Reproduce the listing below word for word, leaving out the picture.
** Start of DATA TO PROCESS **
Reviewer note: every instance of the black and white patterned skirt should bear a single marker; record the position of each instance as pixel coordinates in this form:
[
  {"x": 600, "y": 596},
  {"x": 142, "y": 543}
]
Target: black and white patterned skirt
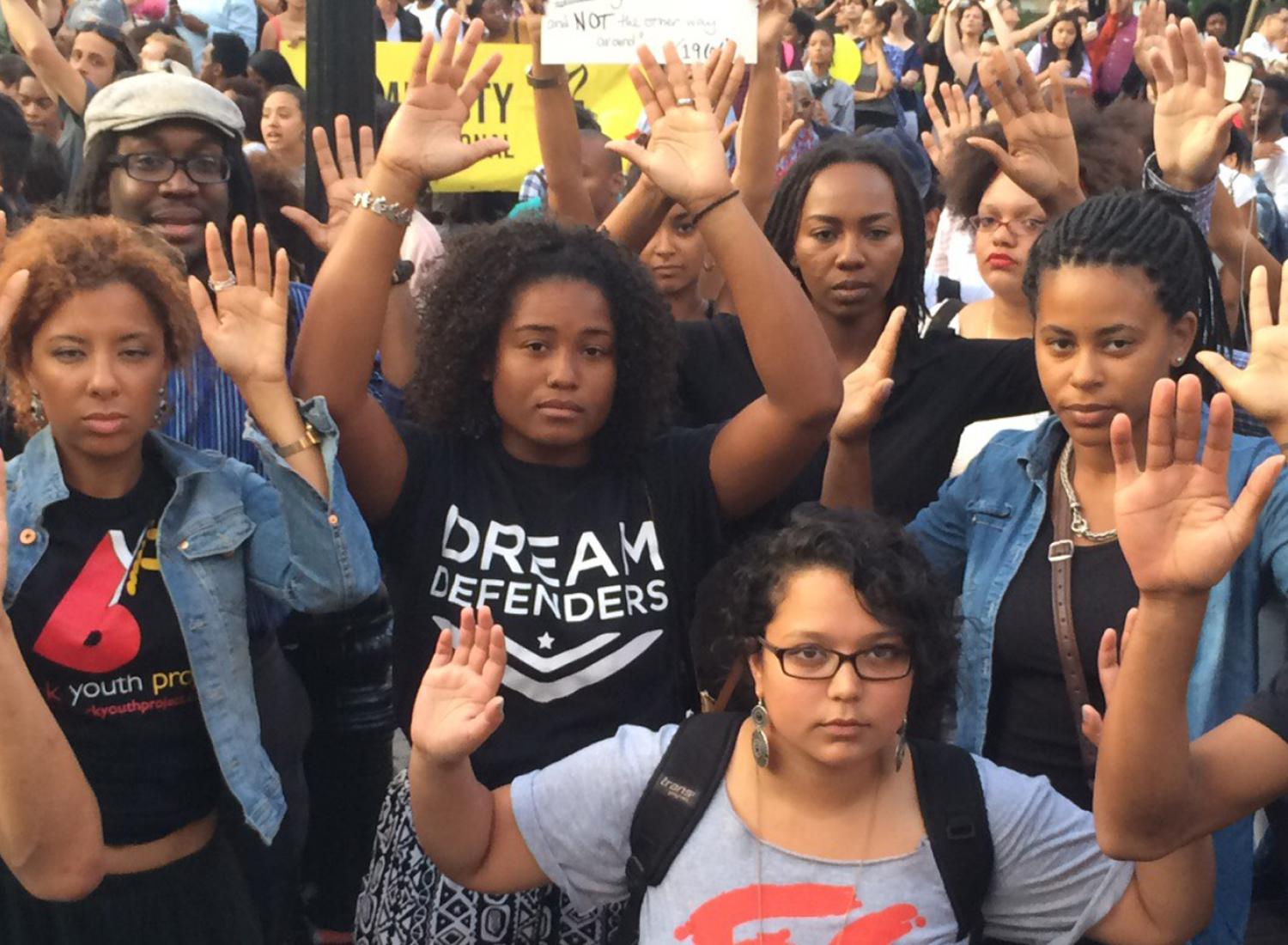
** End of DATA TO PROCESS **
:: WRITTEN ANSWER ::
Reviewer note: every instance of the black and white patterned skirt should bear a single marker; record the position of each instance as pixel coordinates in this form:
[
  {"x": 600, "y": 596},
  {"x": 142, "y": 543}
]
Target: black and white patterned skirt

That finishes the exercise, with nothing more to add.